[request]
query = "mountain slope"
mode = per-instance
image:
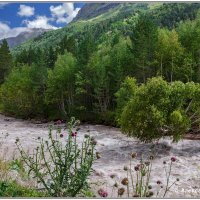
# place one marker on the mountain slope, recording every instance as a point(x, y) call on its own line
point(105, 15)
point(24, 36)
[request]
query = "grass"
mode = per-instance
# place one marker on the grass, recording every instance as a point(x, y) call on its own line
point(12, 189)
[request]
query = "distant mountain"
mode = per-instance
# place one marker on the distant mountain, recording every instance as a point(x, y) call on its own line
point(24, 36)
point(91, 10)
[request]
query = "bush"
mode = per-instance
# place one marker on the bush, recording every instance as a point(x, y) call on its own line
point(62, 169)
point(159, 109)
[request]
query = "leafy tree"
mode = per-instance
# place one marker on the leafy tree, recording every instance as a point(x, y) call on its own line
point(168, 53)
point(17, 94)
point(60, 84)
point(144, 38)
point(5, 60)
point(124, 94)
point(159, 109)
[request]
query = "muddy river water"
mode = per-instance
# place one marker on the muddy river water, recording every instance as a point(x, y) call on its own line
point(115, 148)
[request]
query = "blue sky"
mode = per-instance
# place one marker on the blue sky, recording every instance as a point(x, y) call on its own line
point(18, 17)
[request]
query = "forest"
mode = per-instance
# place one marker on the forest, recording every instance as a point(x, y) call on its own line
point(102, 107)
point(112, 71)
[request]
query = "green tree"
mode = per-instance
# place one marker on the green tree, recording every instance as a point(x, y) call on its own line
point(144, 38)
point(159, 109)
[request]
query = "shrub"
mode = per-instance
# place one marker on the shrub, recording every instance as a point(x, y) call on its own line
point(158, 109)
point(62, 169)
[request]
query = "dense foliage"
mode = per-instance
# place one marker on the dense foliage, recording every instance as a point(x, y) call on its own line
point(157, 109)
point(78, 70)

───

▶ Instructions to follow
Retype the whole listing exactly and leave the pictures out.

▶ Response to the exercise
[request]
query = "mountain slope"
mode = per-instance
image:
# place one marker on the mountain slope, recording every instance as a point(x, y) call on its own line
point(105, 15)
point(24, 36)
[request]
query = "grass"
mode = per-instance
# place one marker on the grass, recording every instance as a point(x, y) call on its own line
point(12, 189)
[request]
query = "distant mountain"
mode = per-instance
# place one marker on the distant mountain, recording every instance as a point(x, y) call on its own line
point(24, 36)
point(91, 10)
[request]
query = "bush"
mode = per-instance
# place one marker on the bush, recording every instance as a point(x, y) call on its own line
point(62, 169)
point(159, 109)
[request]
query = "leafy tree"
mode = per-instance
# place one marker on the leafy tree, recording every instance as a point(x, y) call on its own line
point(168, 53)
point(17, 94)
point(60, 84)
point(144, 38)
point(5, 60)
point(124, 94)
point(159, 109)
[request]
query = "muddy river water"
mode = per-instance
# place one marker on the muddy river water, recording every instance as a point(x, y) call on its own line
point(115, 148)
[request]
query = "blue sky"
mode = per-instance
# place one marker on the blue sky, recording every instance as a point(x, y) call on its own line
point(18, 17)
[request]
query = "forest"
mode = per-instance
# place one marker on the forest, recording every instance as a point(x, y) call on its own line
point(102, 107)
point(112, 71)
[request]
query = "green tree"
mode = per-instance
# place one marker on the green tree, recording every instance as a point(x, y) call on its own line
point(144, 38)
point(159, 109)
[request]
query = "shrub"
mode = per-instance
# place one marker on the shrub, recording every instance as a point(x, y) call on its own line
point(158, 109)
point(62, 169)
[request]
query = "dense foliage"
mode = per-instance
# place one marker on the dense foliage, recording every instance as a point(x, y) call on its own line
point(157, 109)
point(78, 70)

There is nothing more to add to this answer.